## Exercise passage
O Estado de S. Paulo said that As Cariocas, "premieres with a cast of beautiful actresses," and that "Daniel Filho re-creates the universe of the characters of Sérgio Porto with bossa."

(Dataset entries)

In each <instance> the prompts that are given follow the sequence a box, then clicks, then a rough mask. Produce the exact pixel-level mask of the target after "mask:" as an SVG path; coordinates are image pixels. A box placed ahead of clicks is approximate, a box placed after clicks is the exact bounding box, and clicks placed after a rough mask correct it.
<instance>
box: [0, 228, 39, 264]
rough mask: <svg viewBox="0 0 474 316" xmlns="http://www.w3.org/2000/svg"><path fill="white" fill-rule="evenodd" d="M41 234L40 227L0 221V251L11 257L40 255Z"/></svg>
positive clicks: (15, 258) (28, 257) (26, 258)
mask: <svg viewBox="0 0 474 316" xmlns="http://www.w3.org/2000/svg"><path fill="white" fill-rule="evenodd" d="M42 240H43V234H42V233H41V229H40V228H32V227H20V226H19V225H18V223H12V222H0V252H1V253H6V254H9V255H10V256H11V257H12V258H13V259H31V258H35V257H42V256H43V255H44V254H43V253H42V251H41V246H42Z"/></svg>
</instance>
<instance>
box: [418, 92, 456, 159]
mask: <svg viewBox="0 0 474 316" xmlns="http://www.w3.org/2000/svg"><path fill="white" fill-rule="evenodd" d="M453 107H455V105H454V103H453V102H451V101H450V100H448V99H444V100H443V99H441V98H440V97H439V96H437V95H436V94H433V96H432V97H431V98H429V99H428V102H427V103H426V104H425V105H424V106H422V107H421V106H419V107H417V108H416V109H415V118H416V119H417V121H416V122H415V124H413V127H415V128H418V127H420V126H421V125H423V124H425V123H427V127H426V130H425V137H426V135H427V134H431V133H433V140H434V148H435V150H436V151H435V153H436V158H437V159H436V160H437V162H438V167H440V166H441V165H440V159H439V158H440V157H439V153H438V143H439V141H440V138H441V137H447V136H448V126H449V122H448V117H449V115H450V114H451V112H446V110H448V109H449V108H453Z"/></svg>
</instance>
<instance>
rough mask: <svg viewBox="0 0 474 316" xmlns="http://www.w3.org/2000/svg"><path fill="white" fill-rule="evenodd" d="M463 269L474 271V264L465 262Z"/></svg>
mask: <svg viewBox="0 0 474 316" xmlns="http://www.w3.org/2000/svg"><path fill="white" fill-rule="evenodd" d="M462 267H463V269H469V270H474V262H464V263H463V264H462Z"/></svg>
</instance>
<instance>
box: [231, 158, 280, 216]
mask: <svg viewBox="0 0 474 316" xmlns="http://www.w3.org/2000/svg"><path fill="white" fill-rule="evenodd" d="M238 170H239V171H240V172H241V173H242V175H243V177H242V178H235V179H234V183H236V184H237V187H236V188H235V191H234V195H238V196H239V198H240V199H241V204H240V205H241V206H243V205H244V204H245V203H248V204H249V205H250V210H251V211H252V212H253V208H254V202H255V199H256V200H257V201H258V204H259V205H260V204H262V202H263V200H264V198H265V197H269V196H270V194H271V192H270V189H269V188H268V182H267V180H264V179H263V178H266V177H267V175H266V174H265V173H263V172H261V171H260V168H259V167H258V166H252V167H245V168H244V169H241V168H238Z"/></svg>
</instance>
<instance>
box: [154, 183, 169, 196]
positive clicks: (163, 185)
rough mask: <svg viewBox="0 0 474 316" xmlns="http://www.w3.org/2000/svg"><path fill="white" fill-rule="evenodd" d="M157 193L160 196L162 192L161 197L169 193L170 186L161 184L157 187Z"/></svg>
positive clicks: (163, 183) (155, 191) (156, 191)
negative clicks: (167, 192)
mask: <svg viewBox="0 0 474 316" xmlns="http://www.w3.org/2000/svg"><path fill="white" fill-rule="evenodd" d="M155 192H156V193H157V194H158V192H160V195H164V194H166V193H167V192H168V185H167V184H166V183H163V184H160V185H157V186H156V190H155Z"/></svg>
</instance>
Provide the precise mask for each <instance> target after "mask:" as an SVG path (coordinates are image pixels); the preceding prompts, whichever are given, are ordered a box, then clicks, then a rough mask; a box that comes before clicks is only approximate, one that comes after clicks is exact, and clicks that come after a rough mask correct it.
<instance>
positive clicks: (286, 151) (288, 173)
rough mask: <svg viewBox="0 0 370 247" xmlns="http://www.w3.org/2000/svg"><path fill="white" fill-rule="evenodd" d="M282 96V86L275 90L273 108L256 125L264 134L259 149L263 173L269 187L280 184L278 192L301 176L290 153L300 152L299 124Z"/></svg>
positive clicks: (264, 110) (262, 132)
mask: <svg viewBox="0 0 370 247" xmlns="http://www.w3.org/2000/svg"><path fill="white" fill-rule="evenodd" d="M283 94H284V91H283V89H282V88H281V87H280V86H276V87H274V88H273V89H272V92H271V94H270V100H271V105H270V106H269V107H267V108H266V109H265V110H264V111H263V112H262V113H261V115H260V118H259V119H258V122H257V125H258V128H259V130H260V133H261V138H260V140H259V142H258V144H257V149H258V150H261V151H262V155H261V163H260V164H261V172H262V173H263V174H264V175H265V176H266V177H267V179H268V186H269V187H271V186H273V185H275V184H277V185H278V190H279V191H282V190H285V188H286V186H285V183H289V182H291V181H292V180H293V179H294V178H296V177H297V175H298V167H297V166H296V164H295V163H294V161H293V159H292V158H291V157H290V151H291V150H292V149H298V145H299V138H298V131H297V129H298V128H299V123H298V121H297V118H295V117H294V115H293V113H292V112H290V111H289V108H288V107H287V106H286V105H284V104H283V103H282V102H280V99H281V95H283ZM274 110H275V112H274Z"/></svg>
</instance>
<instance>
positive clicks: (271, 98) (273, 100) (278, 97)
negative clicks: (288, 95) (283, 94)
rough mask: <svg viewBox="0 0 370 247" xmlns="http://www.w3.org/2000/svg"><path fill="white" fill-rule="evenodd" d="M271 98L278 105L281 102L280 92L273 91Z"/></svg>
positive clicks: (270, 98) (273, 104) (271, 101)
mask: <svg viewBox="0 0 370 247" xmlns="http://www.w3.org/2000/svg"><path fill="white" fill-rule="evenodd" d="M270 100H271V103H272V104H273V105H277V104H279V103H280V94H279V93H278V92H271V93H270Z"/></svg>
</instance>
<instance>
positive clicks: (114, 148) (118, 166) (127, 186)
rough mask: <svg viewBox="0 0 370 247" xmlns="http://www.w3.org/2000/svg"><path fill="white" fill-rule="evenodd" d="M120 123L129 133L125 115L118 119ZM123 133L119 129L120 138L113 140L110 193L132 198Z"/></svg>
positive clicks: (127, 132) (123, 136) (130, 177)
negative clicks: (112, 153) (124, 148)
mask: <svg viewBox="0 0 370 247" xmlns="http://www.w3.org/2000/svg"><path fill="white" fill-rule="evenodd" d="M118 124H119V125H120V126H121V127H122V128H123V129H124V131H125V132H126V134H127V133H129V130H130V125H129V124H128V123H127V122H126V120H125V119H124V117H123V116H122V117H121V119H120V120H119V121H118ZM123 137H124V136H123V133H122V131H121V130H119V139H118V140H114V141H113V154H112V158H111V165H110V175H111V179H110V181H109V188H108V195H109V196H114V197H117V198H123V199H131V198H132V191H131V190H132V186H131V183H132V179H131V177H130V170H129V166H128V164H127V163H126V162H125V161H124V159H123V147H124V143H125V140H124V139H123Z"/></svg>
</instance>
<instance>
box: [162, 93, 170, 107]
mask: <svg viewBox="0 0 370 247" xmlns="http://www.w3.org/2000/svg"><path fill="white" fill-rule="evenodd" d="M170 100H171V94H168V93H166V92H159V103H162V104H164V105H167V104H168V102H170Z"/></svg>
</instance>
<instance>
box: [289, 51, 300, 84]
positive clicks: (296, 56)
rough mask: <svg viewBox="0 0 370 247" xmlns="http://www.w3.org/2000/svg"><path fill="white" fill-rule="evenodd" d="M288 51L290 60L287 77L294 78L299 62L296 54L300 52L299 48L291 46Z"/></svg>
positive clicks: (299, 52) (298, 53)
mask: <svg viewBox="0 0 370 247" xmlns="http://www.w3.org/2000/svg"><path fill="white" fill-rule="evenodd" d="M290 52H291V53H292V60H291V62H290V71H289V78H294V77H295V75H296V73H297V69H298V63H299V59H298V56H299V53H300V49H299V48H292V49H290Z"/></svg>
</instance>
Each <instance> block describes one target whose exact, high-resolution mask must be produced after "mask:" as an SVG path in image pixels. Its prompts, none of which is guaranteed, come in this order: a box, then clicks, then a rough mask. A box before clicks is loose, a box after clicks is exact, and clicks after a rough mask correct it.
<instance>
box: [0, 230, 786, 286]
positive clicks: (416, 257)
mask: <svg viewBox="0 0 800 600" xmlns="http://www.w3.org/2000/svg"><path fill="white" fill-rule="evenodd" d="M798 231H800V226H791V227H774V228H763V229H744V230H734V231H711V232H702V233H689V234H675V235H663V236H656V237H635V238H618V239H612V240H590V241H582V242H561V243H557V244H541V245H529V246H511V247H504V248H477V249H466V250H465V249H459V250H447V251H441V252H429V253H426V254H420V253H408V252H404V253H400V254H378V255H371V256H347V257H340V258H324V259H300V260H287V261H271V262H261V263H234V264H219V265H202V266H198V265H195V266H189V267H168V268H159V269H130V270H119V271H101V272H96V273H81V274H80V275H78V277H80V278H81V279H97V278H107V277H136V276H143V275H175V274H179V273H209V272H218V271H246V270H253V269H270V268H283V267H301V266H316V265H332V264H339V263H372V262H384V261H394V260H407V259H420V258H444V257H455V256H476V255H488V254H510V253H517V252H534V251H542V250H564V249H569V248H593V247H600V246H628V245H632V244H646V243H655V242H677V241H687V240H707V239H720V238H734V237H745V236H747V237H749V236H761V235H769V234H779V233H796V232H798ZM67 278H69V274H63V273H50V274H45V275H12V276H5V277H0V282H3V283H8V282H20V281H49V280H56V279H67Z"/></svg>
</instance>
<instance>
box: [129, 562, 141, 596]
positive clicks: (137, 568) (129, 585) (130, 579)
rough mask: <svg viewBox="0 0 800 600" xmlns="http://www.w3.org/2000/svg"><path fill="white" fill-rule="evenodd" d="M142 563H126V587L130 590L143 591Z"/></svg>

## Description of the task
Answer these questions from the passage about As Cariocas:
(a) Which publication gave the assessment quoted in the passage?
(b) According to the quote, what kind of cast does As Cariocas premiere with?
(c) Whose characters does Daniel Filho re-create the universe of?

## Solved problem
(a) O Estado de S. Paulo
(b) A cast of beautiful actresses
(c) Sérgio Porto's